RECORD EXCERPTS -
━━━━━━━━━━━━━━━━━━━━━━━━━━━━━━

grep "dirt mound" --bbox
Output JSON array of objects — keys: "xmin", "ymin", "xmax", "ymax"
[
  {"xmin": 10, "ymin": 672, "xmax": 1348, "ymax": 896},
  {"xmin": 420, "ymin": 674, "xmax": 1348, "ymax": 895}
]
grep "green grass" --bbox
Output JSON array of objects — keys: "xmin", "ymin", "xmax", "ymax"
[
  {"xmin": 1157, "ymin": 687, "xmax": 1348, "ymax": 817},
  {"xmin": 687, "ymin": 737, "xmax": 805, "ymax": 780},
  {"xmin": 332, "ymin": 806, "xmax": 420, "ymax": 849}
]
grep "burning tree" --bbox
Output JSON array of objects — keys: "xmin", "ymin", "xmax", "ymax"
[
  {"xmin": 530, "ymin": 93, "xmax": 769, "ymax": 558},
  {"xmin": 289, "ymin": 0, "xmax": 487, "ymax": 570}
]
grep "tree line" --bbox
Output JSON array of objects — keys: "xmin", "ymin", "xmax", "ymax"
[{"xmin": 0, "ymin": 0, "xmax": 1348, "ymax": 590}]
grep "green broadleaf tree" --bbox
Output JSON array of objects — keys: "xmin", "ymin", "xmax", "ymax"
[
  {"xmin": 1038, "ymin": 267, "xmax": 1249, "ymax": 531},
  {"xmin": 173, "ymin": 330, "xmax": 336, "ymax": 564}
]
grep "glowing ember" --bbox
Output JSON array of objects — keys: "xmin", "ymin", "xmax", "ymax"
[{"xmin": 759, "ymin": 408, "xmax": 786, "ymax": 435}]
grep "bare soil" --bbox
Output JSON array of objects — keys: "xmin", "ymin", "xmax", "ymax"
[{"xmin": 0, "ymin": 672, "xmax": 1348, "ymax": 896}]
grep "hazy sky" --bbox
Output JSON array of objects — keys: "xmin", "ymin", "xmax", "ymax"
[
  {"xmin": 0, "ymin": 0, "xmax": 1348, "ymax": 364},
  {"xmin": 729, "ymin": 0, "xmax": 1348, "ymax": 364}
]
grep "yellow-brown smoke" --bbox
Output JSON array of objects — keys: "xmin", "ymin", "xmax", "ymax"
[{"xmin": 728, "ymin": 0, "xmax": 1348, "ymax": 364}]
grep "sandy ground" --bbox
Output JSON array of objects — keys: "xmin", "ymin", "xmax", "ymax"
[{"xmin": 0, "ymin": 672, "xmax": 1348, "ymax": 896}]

━━━━━━━━━━━━━━━━━━━━━━━━━━━━━━

Show each line in the items above that contains the string "bbox".

grep "dirt mound" --bbox
grep "green grass" --bbox
grep "burning tree" --bbox
grep "tree line" --bbox
grep "green broadleaf tree" --bbox
grep "glowing ember" --bbox
grep "bare soil" --bbox
grep "hazy sky" --bbox
grep "yellow-brown smoke" --bbox
grep "sandy ground" --bbox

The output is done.